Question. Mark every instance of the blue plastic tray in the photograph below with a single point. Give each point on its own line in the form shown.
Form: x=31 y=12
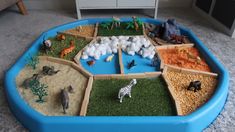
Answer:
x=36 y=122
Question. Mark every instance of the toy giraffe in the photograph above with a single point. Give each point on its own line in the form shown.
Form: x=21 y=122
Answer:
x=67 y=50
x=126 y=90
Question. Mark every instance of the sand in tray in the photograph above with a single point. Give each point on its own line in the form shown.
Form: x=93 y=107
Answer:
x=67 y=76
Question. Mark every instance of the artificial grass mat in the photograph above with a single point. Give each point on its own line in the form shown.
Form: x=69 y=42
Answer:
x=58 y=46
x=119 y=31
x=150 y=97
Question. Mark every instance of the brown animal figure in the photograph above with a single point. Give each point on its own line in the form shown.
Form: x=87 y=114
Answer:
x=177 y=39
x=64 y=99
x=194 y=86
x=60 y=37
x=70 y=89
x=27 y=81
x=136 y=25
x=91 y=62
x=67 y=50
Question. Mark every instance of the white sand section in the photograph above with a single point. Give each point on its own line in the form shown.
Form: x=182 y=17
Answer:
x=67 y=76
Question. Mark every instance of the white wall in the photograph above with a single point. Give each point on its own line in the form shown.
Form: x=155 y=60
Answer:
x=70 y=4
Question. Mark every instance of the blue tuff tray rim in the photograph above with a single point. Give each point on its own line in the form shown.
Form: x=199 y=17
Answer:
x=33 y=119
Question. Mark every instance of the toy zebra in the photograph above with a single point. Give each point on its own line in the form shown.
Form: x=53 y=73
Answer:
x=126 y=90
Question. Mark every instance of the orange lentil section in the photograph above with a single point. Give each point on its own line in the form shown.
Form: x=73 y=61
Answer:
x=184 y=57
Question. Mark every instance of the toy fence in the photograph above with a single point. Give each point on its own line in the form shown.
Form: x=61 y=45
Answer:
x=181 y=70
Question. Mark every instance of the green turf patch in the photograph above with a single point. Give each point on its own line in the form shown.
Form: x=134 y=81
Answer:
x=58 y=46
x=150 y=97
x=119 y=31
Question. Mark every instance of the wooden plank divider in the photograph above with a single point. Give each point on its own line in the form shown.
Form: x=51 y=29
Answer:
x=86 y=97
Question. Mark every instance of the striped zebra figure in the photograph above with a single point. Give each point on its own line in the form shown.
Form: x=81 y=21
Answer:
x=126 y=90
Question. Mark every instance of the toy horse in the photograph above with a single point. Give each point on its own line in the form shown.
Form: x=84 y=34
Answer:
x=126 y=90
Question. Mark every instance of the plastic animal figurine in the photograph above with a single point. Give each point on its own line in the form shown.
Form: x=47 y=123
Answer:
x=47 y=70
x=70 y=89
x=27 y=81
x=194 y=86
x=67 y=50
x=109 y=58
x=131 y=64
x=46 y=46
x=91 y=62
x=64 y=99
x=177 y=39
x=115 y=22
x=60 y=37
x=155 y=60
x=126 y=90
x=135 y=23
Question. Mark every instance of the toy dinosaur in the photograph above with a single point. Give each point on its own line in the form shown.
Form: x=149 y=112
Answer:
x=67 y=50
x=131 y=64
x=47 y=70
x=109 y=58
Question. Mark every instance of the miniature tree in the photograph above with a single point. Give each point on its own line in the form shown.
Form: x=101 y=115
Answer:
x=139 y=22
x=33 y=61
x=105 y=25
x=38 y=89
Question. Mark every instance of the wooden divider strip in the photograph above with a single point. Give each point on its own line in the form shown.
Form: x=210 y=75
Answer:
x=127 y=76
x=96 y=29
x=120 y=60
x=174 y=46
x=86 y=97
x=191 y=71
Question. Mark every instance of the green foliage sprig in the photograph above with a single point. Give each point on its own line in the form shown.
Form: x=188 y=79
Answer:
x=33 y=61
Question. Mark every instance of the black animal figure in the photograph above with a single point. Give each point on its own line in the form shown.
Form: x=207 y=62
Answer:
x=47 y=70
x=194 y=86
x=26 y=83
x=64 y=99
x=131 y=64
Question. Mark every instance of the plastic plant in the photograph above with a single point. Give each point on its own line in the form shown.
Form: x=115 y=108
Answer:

_ _ _ _

Exclude the images, then output the data above word for word.

> _TASK SOLUTION_:
Question. Mark every instance of the blue plastic tray in the photograph below with a single point. Give each point on its own line in the form shown.
Form: x=31 y=12
Answer:
x=36 y=122
Question. Mark every instance of the toy giraffe in the photograph above with a single point. Give each point on its own line in the form shown.
Form: x=21 y=122
Answer:
x=67 y=50
x=126 y=90
Question. Mark every instance of the sand in tray in the photograph above with a single point. Give each point on its own line in the form shown.
Form: x=93 y=107
Answer:
x=67 y=76
Question. Mark every instance of the artificial grass mat in the photograph above with a single point. Give each point on its own line in the form shown.
Form: x=69 y=42
Answer:
x=58 y=46
x=119 y=31
x=150 y=97
Question. Mark every instance of the brown animal figure in the photograph above with a single point. Give each point on its own line in the form shown.
Form: x=87 y=114
Answer:
x=177 y=39
x=64 y=99
x=194 y=86
x=60 y=37
x=70 y=89
x=27 y=81
x=136 y=25
x=91 y=62
x=67 y=50
Question. Mark every instance of the white sand section in the photograph above with a single point. Give each point on its own line in the form shown.
Form: x=182 y=17
Answer:
x=67 y=76
Question. Mark every instance of the white wall in the photograph above with a single point. Give each point on its own line in the form shown.
Form: x=155 y=60
Answer:
x=70 y=4
Question. Mark every instance of the blue tuff tray rim in the photograph above with a single point. Give each point on its own line in the form shown.
Form: x=199 y=17
Answer:
x=33 y=119
Question. Mark every instance of the toy zebra in the photograph above with a single point. Give each point on its own line in the form shown.
Form: x=53 y=73
Answer:
x=126 y=90
Question. Mark every instance of the orange lentil section in the photograph above with a single point. Give each point on its own line in the form shown.
Form: x=73 y=61
Answer:
x=184 y=57
Question. Mark every instance of the toy fence in the photograph above with a single point. Give each point on its own line in the form shown.
Form: x=61 y=45
Answer:
x=181 y=70
Question. Mark every instance of the green turf patch in the photograph above with a single point. Give each point on its own line in the form shown.
Form: x=134 y=81
Answer:
x=58 y=46
x=150 y=97
x=119 y=31
Question. Mark every instance of the wooden plank divider in the photograph above with a single point. Give each point on its own line in the form shown.
Form: x=51 y=29
Answer:
x=86 y=97
Question. Mark every instance of the striped zebra figure in the photograph above with a single point. Give each point on its own line in the form shown.
Form: x=81 y=21
Answer:
x=126 y=90
Question. Mark every instance of the toy horse in the photograph above with a single point. Give each point on its own line in the form shown.
Form: x=84 y=34
Answer:
x=126 y=90
Question. Mark every instance of the plastic animal figurine in the photograph above with a single point. Give each point on its own line in the form shown.
Form: x=47 y=123
Answer:
x=47 y=70
x=70 y=89
x=27 y=81
x=194 y=86
x=67 y=50
x=109 y=58
x=131 y=64
x=46 y=46
x=91 y=62
x=64 y=99
x=177 y=39
x=115 y=22
x=60 y=37
x=155 y=60
x=126 y=90
x=135 y=23
Question. Mark every instance of the toy dinosaur in the photograph above with a single point. Give each point on its own line in the form shown.
Form: x=149 y=112
Answer:
x=67 y=50
x=131 y=64
x=47 y=70
x=109 y=58
Question. Mark every instance of the miniature tree in the photograph above with a single point. Give each point on its own line in the form shown.
Form: x=101 y=115
Answer:
x=139 y=22
x=33 y=61
x=105 y=25
x=38 y=89
Question. Mark every instance of the wooden divider strip in the photograph above with a single point. Give each point on its own line in the form shown.
Form: x=210 y=75
Answer:
x=127 y=76
x=96 y=29
x=120 y=60
x=174 y=46
x=86 y=97
x=191 y=71
Question. Mark every instance of the green foliage sprig in the photograph above with a single point. Give each point on its own line in the form shown.
Form: x=188 y=79
Answer:
x=33 y=61
Question. Mark every instance of the black animal figure in the photograph above with a single point. Give each point on its own line in the form shown.
Form: x=207 y=62
Answer:
x=47 y=70
x=194 y=86
x=26 y=83
x=64 y=99
x=131 y=64
Question. Mark every instance of the plastic plant in the photograph above with a single point. Give each point on its own line in the form shown.
Form: x=115 y=108
Answer:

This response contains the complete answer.